Work to complete
The result should be every line in the material below containing the string "rough".

The data
*** Block opens ***

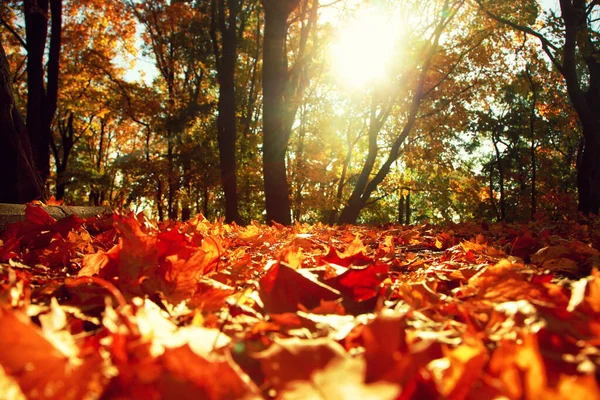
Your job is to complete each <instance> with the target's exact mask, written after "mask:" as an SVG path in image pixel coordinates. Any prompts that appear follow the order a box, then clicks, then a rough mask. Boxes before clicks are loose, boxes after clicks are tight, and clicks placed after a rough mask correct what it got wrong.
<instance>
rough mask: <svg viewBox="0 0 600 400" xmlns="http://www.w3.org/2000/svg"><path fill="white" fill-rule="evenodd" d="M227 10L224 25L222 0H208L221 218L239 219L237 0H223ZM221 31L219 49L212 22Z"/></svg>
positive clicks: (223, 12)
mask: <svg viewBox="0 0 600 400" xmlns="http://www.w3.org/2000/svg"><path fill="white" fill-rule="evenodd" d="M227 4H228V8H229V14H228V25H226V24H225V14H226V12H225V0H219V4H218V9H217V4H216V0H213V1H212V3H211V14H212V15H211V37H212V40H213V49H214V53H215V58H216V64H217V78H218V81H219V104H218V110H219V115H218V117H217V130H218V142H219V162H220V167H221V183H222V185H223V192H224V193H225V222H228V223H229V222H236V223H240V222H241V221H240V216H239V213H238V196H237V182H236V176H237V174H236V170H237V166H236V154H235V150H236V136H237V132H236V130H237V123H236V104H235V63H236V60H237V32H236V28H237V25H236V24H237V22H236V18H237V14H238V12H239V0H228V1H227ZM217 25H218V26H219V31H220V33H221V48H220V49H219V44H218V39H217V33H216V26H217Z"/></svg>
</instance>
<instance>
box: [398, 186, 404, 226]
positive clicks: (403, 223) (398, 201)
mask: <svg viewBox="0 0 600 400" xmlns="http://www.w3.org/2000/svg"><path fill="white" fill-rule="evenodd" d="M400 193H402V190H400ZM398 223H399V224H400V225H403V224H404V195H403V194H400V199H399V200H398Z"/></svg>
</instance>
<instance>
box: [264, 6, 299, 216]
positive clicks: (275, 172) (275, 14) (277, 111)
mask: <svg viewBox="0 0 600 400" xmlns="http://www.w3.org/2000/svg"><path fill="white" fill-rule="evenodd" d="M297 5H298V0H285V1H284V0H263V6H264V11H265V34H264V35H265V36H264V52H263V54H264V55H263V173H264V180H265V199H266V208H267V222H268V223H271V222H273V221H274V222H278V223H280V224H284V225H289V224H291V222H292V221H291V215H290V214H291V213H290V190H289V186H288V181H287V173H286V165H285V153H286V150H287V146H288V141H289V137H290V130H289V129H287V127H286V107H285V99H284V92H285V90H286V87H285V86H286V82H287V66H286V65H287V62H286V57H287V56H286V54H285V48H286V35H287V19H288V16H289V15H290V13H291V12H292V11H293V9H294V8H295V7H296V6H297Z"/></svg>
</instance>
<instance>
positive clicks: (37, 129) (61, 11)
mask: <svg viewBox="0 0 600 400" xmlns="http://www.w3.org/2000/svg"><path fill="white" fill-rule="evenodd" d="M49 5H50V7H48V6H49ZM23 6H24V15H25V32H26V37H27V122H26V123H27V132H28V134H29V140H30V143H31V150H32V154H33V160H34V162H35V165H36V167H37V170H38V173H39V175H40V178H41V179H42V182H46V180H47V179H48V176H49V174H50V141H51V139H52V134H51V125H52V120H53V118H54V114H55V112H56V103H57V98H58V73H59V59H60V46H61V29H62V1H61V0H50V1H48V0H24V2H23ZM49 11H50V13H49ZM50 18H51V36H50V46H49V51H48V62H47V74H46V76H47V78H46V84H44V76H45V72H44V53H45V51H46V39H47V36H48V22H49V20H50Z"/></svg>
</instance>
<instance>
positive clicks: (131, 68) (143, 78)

*** Block closes ***

Solution to this problem
Your job is to complete each <instance> with the target's exact mask, written after "mask:" as an SVG path in image pixel coordinates. Any prompts that appear follow the order a box, then clicks, then a rough mask. Boxes before clicks are loose, boxes after clicks are tight, and clicks placed after a rough mask correct what it got wrong.
rough mask: <svg viewBox="0 0 600 400" xmlns="http://www.w3.org/2000/svg"><path fill="white" fill-rule="evenodd" d="M227 10L224 25L222 0H208L221 218L239 219L237 0H223ZM221 31L219 49L212 22Z"/></svg>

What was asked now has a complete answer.